> Provided passage

Skip to content

bhklab/PredictIO_Nextflow

Repository files navigation

PredictioR Nextflow Pipeline

Overview

The PredictioR Nextflow (PredictioR-NF) pipeline is a scalable, end-to-end workflow for immunotherapy biomarker discovery across multiple cancer cohorts. It is implemented in Nextflow and runs in Docker for reproducible and portable analyses.

PredictioR-NF accepts input data as Bioconductor SummarizedExperiment (.rda, recommended) or paired expression and clinical CSV files. For each cohort, it performs gene-level and gene-signature association testing, and can optionally aggregate results across cohorts using pan-cancer and cancer-specific meta-analysis.

The main workflow (main.nf) consists of three sequential analysis stages:

  • Gene-level analysis
  • Signature-level analysis
  • Meta-analysis (optional)

Quickstart

Step 1: Install Nextflow and Docker

Nextflow

Docker

Sanity checks:

java -version
nextflow -version
docker version

Pull the image:

docker pull bhklab/nextflow-env

Step 2: Project Structure

Before running the pipeline, the project directory should contain:

.
├── main.nf                 # Nextflow workflow (gene + signature association + meta-analysis)
├── nextflow.config         # Profiles/resources + Docker settings
├── ICB_data/               # Cohort inputs: *.rda (SE mode) or *_expr.csv + *_clin.csv (CSV mode)
├── SIG_data/               # Signature .rda files (each loads a `sig` data frame)
├── sig_summery_info/       # Signature metadata (signature_information.csv)
└── output/                 # Results (auto-created): studies/<study_id>/ and meta/

Step 3: Prepare input data

Each cohort is expected to represent a single cancer type and a single treatment category.

FAIR data note: PredictioR-NF assumes standardized, well-annotated inputs to enable reproducible analyses and reuse across cohorts. We recommend SummarizedExperiment to keep molecular assays, sample metadata, and feature annotations together, with consistent sample IDs and harmonized clinical endpoint variables.

> Data

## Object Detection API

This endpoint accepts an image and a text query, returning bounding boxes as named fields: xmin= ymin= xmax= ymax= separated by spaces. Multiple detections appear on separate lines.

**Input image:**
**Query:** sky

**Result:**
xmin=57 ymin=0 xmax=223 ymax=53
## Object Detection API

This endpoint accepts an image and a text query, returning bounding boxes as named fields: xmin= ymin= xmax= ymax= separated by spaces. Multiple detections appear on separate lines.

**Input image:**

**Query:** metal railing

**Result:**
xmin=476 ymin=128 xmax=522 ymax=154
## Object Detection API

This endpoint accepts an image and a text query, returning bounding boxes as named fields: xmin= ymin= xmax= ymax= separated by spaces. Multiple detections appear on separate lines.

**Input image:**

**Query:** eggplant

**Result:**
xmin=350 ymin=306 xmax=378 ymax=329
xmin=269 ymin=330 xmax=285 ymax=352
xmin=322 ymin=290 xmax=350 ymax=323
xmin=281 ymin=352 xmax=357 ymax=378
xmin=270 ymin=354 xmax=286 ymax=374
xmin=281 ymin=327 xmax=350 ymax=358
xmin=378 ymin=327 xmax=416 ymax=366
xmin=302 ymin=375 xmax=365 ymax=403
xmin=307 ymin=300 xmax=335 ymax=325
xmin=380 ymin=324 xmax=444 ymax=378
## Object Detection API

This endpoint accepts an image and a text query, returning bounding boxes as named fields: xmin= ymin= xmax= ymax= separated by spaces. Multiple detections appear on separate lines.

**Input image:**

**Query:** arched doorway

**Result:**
* * *
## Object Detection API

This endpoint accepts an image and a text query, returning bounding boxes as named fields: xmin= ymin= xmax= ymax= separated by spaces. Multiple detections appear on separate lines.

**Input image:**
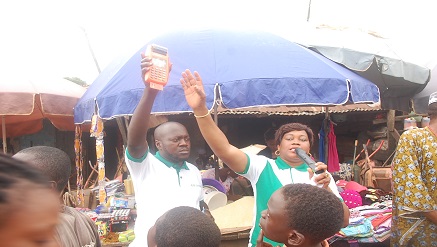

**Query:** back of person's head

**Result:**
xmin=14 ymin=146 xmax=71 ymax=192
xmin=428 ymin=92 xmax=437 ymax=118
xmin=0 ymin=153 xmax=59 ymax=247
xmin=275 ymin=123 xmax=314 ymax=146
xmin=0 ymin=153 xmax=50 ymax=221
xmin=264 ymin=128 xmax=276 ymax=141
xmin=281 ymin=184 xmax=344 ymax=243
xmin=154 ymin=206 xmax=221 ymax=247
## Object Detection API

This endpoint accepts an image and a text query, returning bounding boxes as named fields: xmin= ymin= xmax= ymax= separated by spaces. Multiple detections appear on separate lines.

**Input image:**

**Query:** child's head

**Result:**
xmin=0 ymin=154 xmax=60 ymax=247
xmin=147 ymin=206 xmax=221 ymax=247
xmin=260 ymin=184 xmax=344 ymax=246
...
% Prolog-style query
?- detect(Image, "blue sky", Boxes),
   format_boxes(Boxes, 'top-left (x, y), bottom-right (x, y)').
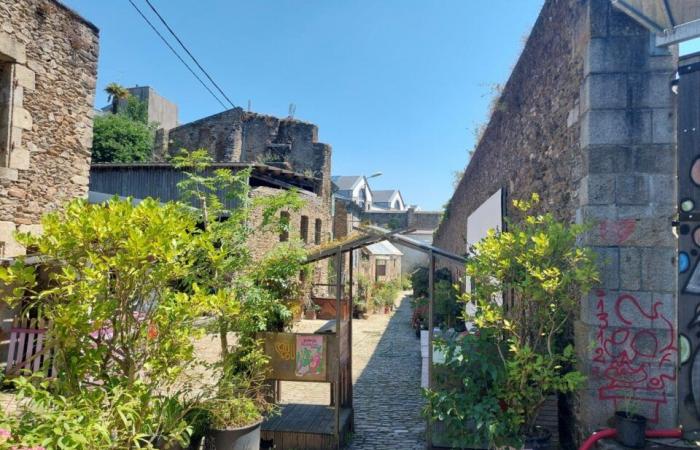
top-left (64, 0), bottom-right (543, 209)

> Tasks to carry out
(a) Write out the part of the PredictioR-NF page starting with "Before running the" and going on through "association + meta-analysis)".
(b) According to the PredictioR-NF page, what is each cohort expected to represent?
(c) Give what follows the last sentence of the PredictioR-NF page.
The entries come from a separate source, not from the PredictioR-NF page.

> Written answers
(a)
Before running the pipeline, the project directory should contain:

.
├── main.nf                 # Nextflow workflow (gene + signature association + meta-analysis)

(b) A single cancer type and a single treatment category.

(c)
Curation standards: Clinical variables and genomic metadata were curated and harmonized using mCODE concepts where applicable, and aligned with ICGC/ICGC-ARGO conventions (e.g., consistent variable naming, controlled vocabularies, and cohort metadata structure).

3.1 Gene-level input (ICB_data/)

3.1.1 SummarizedExperiment mode (default; recommended)

  • Input: Bioconductor SummarizedExperiment objects stored as .rda files

  • These objects enable standardized handling of:

    • Gene expression data
    • Clinical annotations
    • Immunotherapy outcome variables

Example input files:

  • ICB_small_Hugo.rda
  • ICB_small_Mariathasan.rda

Example datasets directory: bhklab/PredictioR/tree/main/data

SummarizedExperiment documentation: SummarizedExperiment.html

3.1.2 CSV mode

CSV mode enables analysis of custom cohorts without requiring a SummarizedExperiment.

Expression CSV

  • Genes × samples matrix
  • Rows = gene identifiers
  • Columns = sample IDs

Clinical CSV

  • One row per sample
  • Sample identifiers must align to expression column names

Mandatory sample-matching requirement Expression column names must exactly match clinical sample identifiers (order does not need to match).

Required clinical columns
Column Description
cancer_type Cancer type (single unique value per study)
treatment Treatment type (single unique value per study)
response Response (R / NR)
survival_time_os Overall survival time
survival_time_pfs Progression-free survival time
event_occurred_os OS event indicator (1 = event, 0 = censored)
event_occurred_pfs PFS event indicator (1 = event, 0 = censored)

Endpoints and definitions

  • survival_time_os and survival_time_pfs are in months.
  • response is encoded as R (responder) vs NR (non-responder), following the PMID: 36055464.

Additional recommended columns include patientid, tissueid, survival_unit, sex, age, histology, and stage.

3.2 Signature-level input (SIG_data/)

  • Contains .rda files storing a data frame named sig

Example signature files:

  • CYT_Rooney.rda
  • EMT_Thompson.rda
  • PredictIO_Bareche.rda

Typical columns in sig:

  • signature_name: Name of the signature
  • gene_name: Name of the gene
  • weight: Weight assigned to each gene

Signature metadata (scoring method, algorithm type) is read from: signature_information.csv.

Signature definitions are sourced from: bhklab/SignatureSets

Full signature metadata (50+ signatures) is available at: bhklab/SignatureSets/tree/main/data-raw

Curation note: All signatures are fully curated and standardized, with gene identifiers, weights, and scoring methods harmonized across studies to enable reproducible and comparable signature scoring.

Please follow the same format for consistency.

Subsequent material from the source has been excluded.